## Task requirements
Collect every line of the records below that contains the string "positive", treating uppercase and lowercase letters as different.

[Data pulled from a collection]
---
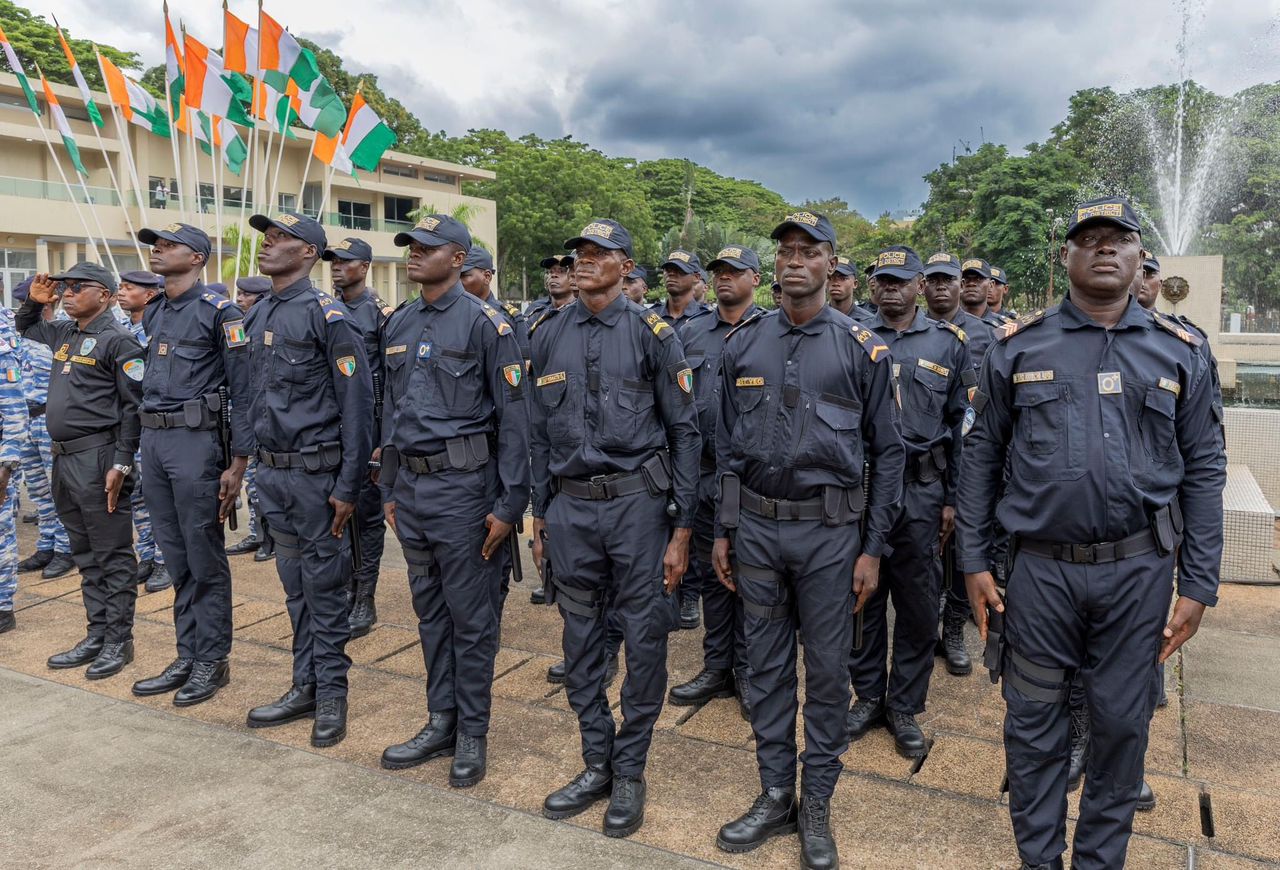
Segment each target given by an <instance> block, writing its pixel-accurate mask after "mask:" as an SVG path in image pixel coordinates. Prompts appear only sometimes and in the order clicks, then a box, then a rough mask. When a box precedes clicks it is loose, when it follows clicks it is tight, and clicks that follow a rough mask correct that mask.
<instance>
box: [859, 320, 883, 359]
mask: <svg viewBox="0 0 1280 870" xmlns="http://www.w3.org/2000/svg"><path fill="white" fill-rule="evenodd" d="M849 331H850V334H851V335H852V336H854V338H855V339H858V343H859V344H861V345H863V351H867V356H869V357H870V358H872V362H879V361H881V358H882V357H888V345H887V344H882V343H881V340H879V336H878V335H876V333H873V331H872V330H869V329H867V328H865V326H859V325H858V324H854V325H852V326H850V328H849Z"/></svg>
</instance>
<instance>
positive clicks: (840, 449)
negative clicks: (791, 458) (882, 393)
mask: <svg viewBox="0 0 1280 870" xmlns="http://www.w3.org/2000/svg"><path fill="white" fill-rule="evenodd" d="M804 403H805V406H806V407H805V416H804V422H803V426H804V434H803V435H801V438H800V447H799V449H797V452H796V463H795V464H796V466H805V467H819V468H831V470H835V471H845V470H849V468H859V470H860V468H861V464H863V443H861V413H860V412H859V403H858V402H855V400H854V399H847V398H845V397H841V395H832V394H829V393H820V394H818V395H817V397H815V398H812V399H810V398H805V400H804Z"/></svg>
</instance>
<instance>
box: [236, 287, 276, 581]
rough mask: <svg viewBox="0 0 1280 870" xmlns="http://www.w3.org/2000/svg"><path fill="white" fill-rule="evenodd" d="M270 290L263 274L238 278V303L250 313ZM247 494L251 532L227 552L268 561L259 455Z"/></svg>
mask: <svg viewBox="0 0 1280 870" xmlns="http://www.w3.org/2000/svg"><path fill="white" fill-rule="evenodd" d="M270 292H271V279H270V278H264V276H262V275H252V276H248V278H237V279H236V306H237V307H238V308H239V310H241V311H244V312H248V310H250V308H252V307H253V306H255V305H257V303H259V302H260V301H261V299H262V298H264V297H265V296H266V294H268V293H270ZM244 496H246V498H247V499H248V534H247V535H246V536H244V537H242V539H241V540H238V541H236V542H234V544H232V545H229V546H228V548H227V555H244V554H246V553H252V554H253V562H266V560H268V559H270V558H271V557H274V555H275V546H274V544H273V542H271V535H270V531H269V530H268V528H266V523H265V522H262V517H261V508H260V505H259V500H257V457H250V458H248V467H247V468H246V470H244Z"/></svg>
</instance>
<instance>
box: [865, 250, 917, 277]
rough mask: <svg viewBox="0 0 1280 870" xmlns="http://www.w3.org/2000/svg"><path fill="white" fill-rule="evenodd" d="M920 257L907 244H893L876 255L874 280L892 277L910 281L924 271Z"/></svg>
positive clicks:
---
## Expected output
positive clicks: (840, 449)
positive clicks:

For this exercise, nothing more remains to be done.